**Excerpted passage**
——————————

# Credit Card increase denied: what went wrong?



## johnc (Apr 15, 2012)

Apologies if this has been discussed before, but I am confused about how credit limits work.

Mid 30's, immigrated to Canada 10 years ago. Currently hold a $5k limit cashback Scotia credit card that I pretty much use for everything, but never carry a balance. (My investments are with Scotia iTrade.)

I'm looking at making a large purchase on the card and wanted to double my limit to give some breathing space, but was told that I had hit my limit for unsecured borrowing. (Not intending to carry the balance, just use the card for inital payment)

What makes this stranger is I recently talking to the bank about preapproval for a $400k mortgage and was pre-approved for $1m (which I found ridiculous). I know one is secured, but still seems a bit inconsistant. What are the variables that make me a credit risk for limit increase?

Thanks!


----------



## Daniel A. (Mar 20, 2011)

Your pre-approved for $1m could be the problem and tie up your ability for further credit.

The bank effectively has blocked your ability to go somewhere else for credit.


----------



## sags (May 15, 2010)

If it is the limit for "unsecured" borrowing, it may be based on your stated income. 

Are you self employed? Have you listed all your sources of income with the bank?


----------



## Ag Driver (Dec 13, 2012)

Have you increased your credit card limit recently? I am pretty sure that my cards are in the range of 6 month intervals between credit increases.


----------



## MRT (Apr 8, 2013)

Daniel A. said:


> Your pre-approved for $1m could be the problem and tie up your ability for further credit.
> 
> The bank effectively has blocked your ability to go somewhere else for credit.

——————————

**Supplied material**
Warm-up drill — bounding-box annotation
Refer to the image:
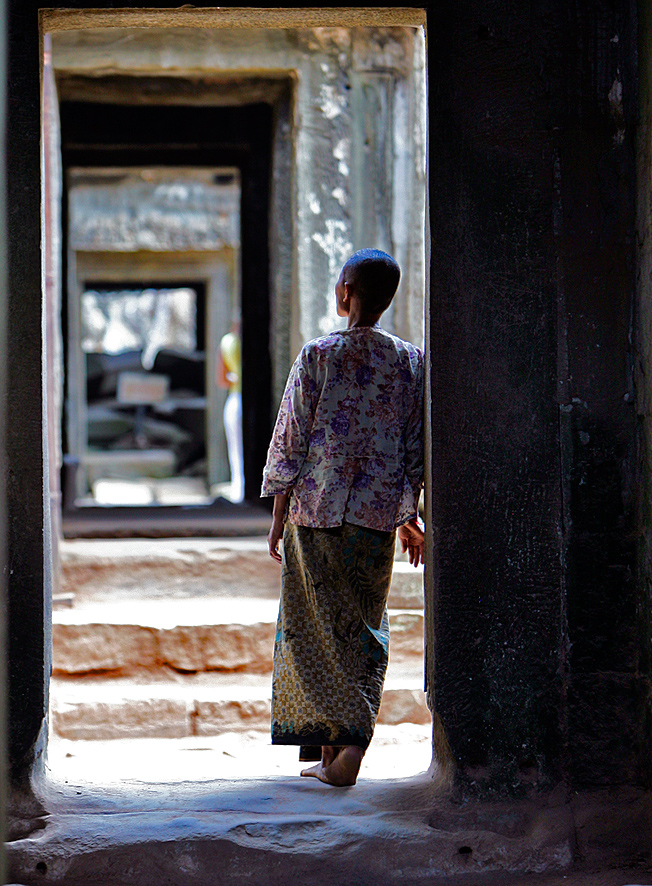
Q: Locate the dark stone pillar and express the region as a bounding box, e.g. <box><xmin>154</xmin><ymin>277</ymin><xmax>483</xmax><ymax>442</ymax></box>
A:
<box><xmin>6</xmin><ymin>0</ymin><xmax>47</xmax><ymax>784</ymax></box>
<box><xmin>428</xmin><ymin>0</ymin><xmax>649</xmax><ymax>795</ymax></box>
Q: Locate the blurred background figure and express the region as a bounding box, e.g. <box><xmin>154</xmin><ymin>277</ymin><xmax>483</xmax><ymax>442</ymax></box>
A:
<box><xmin>217</xmin><ymin>320</ymin><xmax>244</xmax><ymax>501</ymax></box>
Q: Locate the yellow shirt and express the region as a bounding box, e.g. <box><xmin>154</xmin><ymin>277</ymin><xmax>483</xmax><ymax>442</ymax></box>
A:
<box><xmin>220</xmin><ymin>332</ymin><xmax>242</xmax><ymax>394</ymax></box>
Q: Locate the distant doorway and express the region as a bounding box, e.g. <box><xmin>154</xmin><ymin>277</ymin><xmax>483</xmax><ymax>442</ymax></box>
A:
<box><xmin>60</xmin><ymin>101</ymin><xmax>272</xmax><ymax>535</ymax></box>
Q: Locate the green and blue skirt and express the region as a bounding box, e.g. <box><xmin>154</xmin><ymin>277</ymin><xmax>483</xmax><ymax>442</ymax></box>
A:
<box><xmin>272</xmin><ymin>523</ymin><xmax>396</xmax><ymax>760</ymax></box>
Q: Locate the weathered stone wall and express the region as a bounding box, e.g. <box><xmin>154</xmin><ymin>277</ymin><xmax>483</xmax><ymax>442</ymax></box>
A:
<box><xmin>429</xmin><ymin>2</ymin><xmax>650</xmax><ymax>794</ymax></box>
<box><xmin>53</xmin><ymin>27</ymin><xmax>425</xmax><ymax>401</ymax></box>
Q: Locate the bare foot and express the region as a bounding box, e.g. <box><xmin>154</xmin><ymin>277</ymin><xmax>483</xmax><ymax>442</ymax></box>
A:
<box><xmin>301</xmin><ymin>745</ymin><xmax>364</xmax><ymax>788</ymax></box>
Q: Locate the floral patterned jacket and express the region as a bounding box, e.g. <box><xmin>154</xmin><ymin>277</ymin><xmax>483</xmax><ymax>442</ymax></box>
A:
<box><xmin>261</xmin><ymin>326</ymin><xmax>423</xmax><ymax>531</ymax></box>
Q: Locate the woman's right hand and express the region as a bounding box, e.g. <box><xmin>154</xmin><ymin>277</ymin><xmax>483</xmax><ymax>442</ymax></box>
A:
<box><xmin>398</xmin><ymin>520</ymin><xmax>425</xmax><ymax>566</ymax></box>
<box><xmin>267</xmin><ymin>492</ymin><xmax>289</xmax><ymax>563</ymax></box>
<box><xmin>267</xmin><ymin>517</ymin><xmax>285</xmax><ymax>563</ymax></box>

——————————

List the usernames of everyone who posted in the credit card limit thread, each name once.

johnc, Daniel A., sags, Ag Driver, MRT